- Stated task: Pick out every line of the entries below that contains the string "building", and copy each one. Case counts.

[Extracted records]

◇ ◇ ◇ ◇ ◇ ◇ ◇

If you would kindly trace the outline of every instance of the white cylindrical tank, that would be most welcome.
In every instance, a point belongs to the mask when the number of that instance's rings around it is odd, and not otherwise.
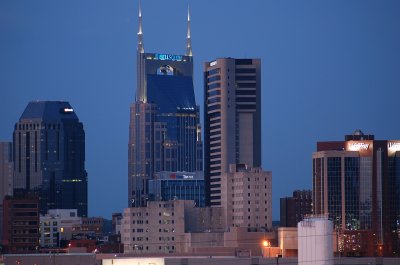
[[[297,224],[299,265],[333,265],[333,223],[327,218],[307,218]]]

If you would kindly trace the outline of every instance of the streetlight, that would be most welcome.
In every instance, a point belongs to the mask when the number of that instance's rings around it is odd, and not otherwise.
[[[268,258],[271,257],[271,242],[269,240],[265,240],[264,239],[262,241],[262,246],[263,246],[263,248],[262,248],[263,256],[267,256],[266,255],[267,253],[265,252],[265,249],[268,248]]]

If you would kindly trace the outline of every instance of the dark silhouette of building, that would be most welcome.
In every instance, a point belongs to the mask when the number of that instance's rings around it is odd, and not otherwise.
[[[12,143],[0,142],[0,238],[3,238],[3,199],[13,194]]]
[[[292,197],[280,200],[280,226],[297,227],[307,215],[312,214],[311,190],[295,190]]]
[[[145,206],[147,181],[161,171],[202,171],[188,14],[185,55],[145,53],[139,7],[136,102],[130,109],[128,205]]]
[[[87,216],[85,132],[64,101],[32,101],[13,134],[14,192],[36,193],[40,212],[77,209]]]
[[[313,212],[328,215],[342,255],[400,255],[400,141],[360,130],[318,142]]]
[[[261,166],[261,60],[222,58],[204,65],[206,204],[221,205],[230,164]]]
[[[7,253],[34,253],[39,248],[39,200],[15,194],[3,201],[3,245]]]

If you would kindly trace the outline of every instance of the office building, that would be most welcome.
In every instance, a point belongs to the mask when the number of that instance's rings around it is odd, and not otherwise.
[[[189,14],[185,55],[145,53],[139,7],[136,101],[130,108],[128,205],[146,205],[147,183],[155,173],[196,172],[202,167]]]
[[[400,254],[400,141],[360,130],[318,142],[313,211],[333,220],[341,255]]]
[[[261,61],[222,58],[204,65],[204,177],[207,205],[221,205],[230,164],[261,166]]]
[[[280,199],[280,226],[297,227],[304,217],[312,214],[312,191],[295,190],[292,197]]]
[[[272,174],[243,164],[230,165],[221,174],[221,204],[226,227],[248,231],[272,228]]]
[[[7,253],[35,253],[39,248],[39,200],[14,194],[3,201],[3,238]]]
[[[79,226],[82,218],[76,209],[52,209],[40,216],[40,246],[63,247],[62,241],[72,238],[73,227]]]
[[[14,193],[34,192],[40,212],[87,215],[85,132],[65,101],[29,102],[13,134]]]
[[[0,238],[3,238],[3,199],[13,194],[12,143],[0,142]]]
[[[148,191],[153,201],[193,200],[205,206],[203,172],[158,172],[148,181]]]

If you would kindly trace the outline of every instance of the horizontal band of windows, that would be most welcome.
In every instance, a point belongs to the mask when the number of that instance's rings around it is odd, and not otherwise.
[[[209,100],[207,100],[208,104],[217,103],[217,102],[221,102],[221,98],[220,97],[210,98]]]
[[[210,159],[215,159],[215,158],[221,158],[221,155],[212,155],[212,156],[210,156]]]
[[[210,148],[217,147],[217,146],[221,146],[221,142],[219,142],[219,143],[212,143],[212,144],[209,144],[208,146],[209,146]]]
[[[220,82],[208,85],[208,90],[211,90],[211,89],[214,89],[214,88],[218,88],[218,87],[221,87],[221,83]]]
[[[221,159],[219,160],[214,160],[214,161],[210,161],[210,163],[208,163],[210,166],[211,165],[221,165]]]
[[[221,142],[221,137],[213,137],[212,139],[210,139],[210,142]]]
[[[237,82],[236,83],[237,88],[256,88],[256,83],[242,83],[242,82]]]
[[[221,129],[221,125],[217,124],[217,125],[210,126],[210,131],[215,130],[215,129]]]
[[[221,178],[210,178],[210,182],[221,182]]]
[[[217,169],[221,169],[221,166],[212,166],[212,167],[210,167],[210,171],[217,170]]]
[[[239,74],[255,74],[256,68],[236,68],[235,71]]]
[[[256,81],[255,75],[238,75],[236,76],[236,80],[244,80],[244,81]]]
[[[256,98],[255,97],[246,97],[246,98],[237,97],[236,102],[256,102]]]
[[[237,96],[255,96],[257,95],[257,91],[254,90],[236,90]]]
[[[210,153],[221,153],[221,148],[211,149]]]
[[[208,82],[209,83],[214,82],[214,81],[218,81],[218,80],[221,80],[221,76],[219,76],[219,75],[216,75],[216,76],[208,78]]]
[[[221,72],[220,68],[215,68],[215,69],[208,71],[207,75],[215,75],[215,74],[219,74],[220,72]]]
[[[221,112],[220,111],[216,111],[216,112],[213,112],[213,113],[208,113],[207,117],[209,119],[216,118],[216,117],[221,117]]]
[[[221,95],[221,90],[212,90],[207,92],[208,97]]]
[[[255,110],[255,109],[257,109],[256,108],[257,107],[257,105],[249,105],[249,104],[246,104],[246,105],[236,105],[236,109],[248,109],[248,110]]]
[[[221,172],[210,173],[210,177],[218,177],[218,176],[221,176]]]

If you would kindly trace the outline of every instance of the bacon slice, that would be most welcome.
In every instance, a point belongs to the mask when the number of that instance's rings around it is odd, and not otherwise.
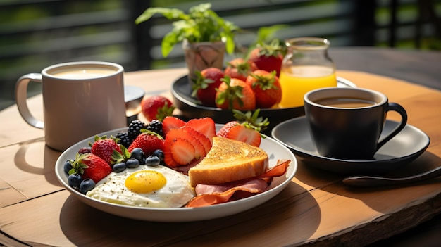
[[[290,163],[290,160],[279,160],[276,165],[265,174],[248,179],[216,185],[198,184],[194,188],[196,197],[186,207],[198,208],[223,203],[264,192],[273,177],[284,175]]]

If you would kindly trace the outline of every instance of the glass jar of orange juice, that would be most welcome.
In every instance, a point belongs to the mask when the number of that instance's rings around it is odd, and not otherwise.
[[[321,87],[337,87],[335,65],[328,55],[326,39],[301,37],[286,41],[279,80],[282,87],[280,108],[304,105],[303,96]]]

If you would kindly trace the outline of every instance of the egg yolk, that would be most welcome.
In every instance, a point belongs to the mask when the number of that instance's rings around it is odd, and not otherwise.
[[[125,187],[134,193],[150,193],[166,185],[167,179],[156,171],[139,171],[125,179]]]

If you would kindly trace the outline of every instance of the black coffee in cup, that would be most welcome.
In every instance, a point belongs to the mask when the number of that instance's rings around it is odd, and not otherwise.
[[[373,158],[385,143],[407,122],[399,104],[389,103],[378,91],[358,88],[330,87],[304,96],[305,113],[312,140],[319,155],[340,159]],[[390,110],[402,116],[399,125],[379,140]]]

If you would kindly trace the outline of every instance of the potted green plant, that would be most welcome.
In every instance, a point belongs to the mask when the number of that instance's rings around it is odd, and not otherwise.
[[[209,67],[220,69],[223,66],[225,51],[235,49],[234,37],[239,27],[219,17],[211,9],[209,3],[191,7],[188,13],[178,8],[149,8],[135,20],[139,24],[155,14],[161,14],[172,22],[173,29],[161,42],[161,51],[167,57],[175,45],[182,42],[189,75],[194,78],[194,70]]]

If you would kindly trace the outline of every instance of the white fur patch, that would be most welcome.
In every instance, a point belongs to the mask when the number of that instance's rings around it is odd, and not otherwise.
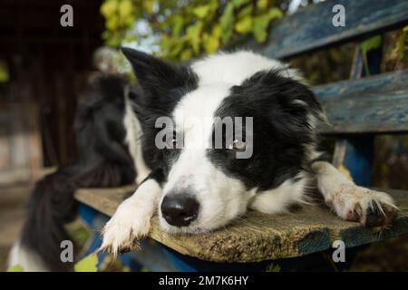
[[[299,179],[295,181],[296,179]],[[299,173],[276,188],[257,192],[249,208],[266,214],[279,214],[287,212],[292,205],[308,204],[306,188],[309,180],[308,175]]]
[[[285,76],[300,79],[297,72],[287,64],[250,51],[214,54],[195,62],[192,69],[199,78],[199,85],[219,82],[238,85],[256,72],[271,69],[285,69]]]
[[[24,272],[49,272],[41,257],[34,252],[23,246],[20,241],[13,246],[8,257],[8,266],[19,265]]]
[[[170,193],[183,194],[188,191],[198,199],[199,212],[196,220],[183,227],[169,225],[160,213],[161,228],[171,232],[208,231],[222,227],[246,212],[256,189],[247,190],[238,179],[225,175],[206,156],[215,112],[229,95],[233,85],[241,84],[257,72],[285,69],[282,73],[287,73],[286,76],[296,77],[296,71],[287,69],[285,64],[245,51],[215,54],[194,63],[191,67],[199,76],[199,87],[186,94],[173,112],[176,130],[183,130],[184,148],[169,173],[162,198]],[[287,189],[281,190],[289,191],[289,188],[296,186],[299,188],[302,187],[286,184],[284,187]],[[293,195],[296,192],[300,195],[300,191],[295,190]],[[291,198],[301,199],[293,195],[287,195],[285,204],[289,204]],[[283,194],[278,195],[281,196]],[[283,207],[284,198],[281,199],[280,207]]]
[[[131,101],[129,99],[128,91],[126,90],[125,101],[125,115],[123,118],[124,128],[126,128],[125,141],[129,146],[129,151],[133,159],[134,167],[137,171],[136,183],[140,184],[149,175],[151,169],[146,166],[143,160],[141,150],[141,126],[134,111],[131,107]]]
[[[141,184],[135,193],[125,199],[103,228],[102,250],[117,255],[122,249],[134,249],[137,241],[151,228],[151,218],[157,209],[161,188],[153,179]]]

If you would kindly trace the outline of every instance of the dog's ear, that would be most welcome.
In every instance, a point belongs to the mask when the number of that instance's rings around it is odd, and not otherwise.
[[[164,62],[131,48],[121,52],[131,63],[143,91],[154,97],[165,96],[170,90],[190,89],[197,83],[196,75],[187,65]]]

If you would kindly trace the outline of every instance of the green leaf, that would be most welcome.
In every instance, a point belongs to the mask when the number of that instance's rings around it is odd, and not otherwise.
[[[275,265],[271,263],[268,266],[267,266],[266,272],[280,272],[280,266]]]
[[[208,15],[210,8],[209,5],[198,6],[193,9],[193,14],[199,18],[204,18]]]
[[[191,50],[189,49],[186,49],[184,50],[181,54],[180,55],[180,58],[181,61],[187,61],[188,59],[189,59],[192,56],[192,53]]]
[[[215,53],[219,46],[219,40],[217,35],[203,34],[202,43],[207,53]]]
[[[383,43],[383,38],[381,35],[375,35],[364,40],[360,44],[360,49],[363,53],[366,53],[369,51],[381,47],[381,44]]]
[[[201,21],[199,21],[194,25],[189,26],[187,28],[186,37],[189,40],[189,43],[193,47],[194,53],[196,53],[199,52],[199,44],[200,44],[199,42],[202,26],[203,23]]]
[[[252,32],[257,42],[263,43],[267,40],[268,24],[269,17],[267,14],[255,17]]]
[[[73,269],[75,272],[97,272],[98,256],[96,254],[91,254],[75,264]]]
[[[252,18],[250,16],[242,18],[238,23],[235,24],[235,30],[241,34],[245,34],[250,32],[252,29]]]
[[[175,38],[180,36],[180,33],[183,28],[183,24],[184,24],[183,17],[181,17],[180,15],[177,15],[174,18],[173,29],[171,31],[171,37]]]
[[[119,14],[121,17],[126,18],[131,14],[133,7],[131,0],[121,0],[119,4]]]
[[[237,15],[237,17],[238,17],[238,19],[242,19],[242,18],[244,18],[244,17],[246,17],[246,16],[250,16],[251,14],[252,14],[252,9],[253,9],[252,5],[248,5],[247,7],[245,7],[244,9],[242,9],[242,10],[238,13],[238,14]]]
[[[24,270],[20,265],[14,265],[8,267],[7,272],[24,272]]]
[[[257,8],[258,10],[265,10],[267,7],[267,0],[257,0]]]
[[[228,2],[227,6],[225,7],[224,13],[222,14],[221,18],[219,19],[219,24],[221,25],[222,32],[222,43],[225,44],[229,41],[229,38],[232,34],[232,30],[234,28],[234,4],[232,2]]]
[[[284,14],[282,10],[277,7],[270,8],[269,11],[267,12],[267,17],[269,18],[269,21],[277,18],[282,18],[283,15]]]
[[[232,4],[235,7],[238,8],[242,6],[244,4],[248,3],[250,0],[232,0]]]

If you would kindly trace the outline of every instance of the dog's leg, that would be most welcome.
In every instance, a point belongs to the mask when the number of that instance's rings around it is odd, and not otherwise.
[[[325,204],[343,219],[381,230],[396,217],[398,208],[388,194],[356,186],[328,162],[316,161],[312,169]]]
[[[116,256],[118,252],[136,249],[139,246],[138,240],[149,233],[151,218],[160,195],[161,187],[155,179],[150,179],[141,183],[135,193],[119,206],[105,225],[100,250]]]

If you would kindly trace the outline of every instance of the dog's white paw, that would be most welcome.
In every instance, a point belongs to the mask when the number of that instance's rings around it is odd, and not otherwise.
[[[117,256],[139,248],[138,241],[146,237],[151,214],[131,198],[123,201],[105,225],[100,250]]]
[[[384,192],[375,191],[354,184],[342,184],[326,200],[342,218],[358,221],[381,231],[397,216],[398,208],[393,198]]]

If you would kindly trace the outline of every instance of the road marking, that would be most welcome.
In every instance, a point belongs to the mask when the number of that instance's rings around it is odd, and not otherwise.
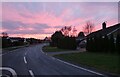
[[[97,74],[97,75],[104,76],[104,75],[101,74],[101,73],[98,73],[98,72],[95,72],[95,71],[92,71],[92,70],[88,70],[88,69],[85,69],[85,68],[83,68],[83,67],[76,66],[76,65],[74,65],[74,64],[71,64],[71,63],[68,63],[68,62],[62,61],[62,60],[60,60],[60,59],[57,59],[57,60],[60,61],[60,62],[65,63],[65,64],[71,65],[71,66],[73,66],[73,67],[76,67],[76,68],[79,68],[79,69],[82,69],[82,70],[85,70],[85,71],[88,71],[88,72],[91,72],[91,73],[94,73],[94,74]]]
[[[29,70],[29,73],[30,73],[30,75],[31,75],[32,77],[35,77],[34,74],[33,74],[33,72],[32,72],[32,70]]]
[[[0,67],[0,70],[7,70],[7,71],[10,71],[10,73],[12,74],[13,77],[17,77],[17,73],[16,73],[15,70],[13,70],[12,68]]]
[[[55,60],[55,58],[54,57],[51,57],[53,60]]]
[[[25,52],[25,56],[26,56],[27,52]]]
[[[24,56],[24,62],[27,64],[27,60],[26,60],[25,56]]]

◇ ◇ ◇ ◇ ◇ ◇ ◇

- Expected answer:
If you would kindly trace the outline of every instance of the dark silhouette of building, that would be most welcome.
If you would kindly trace the outline of every instance of the office building, that would be most welcome.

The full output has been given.